### Set problem a
Can you return the rows asking for points on palm trees and wispy clouds, with every line repeated exactly and the pictures left out?

### Excerpted text
▼

Has the country’s foremost value-destroying monopolist finally seen the error of its ways? On the surface, that seems to be the case.
In mid-July, Telkom meekly agreed to pay a R200m fine for anticompetitive abuses committed between 2005 and 2007, and to split its wholesale and retail businesses. TechCentral reported on Sunday that chief executive Sipho Maseko apologised to Independent Communications Authority of South Africa (Icasa) councillors for Telkom’s “fractious and adversarial attitude”. This is certainly a change from the litigious bullying that has characterised the past decade of Telkom’s history.
Telkom might have seen the light but it’s more likely the company is feeling the heat of the realisation that its legacy businesses are shrinking inexorably, and that it has nothing significant with which to replace them. Its fixed-line business generated R29,6bn in revenue in 2003. It generated R30,6bn in 2012. Adjusting for inflation, that amounts to an effective decline of R17,5bn over the past decade.
The source of this rot is clear. Telkom had 4,8m fixed-line subscribers in 2003 but only 3,9m by 2012. In 2003, its network carried nearly 33m minutes of telephone calls. By 2012, it was barely managing 19m minutes. Considering fixed-line telephony still accounts for over 40% of Telkom’s revenue, its executives are naturally concerned. Like any good monopolist, Telkom has not allowed a declining market to affect its profits. It earned R7,3bn from its fixed-line business in 2012 compared with R4,3bn in 2003.
Much of this additional profit came from its data services, where Telkom was able to extract rents by charging exorbitant rates. But adjusting for inflation, Telkom’s real profit growth for the decade was a paltry 4,6%. So even though Telkom has enjoyed a decades-long monopoly on fixed-line telephony and data, it has not been able to keep up with inflation. Considering the incalculable damage its monopolistic tactics have caused our economy, it could have at least made hay while the sun shone.

▲

### Exercise data
▼

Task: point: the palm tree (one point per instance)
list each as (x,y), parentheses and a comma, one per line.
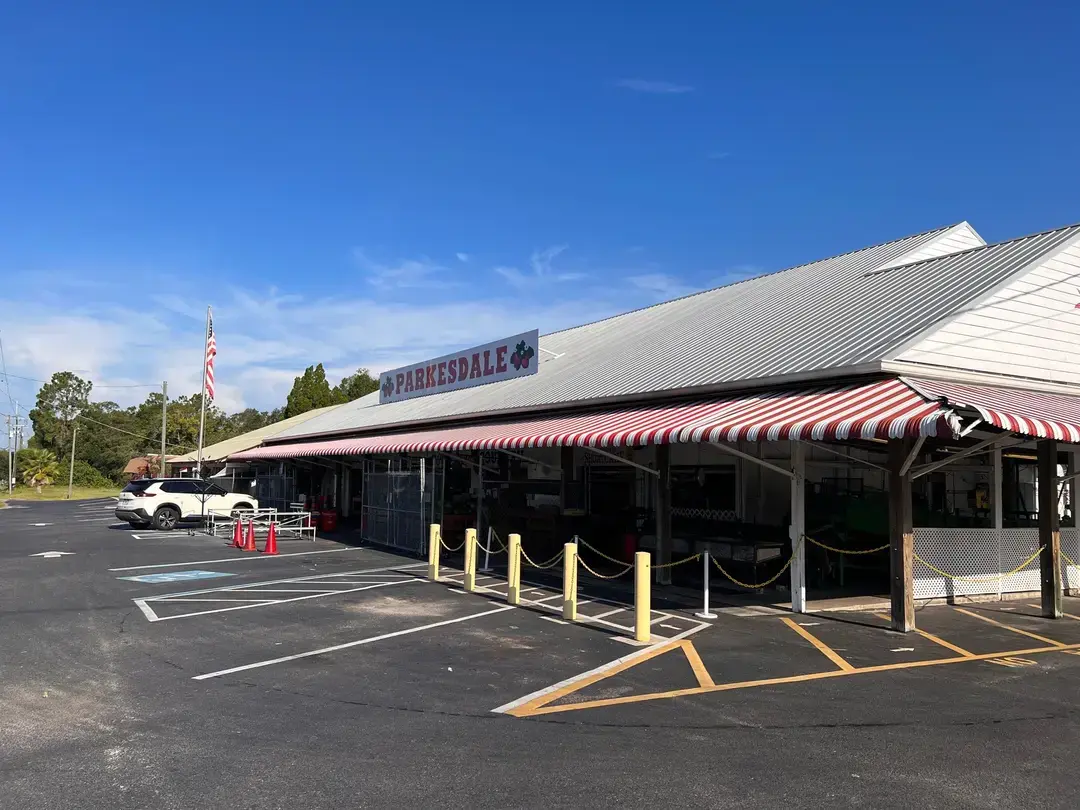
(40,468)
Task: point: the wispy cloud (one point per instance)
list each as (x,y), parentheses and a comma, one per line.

▲

### Set problem b
Answer these about the Telkom article:
(i) How large a fine did Telkom agree to pay in mid-July?
(ii) How many fixed-line subscribers did Telkom have in 2012?
(iii) After adjusting for inflation, what was Telkom's real profit growth for the decade?

### Worked solution a
Task: point: the palm tree (one point per instance)
list each as (x,y), parentheses and a comma, one per line.
(40,468)
Task: point: the wispy cloud (one point per instance)
list each as (x,y), parentheses and a comma, one per line.

### Worked solution b
(i) R200m
(ii) 3,9m
(iii) 4,6%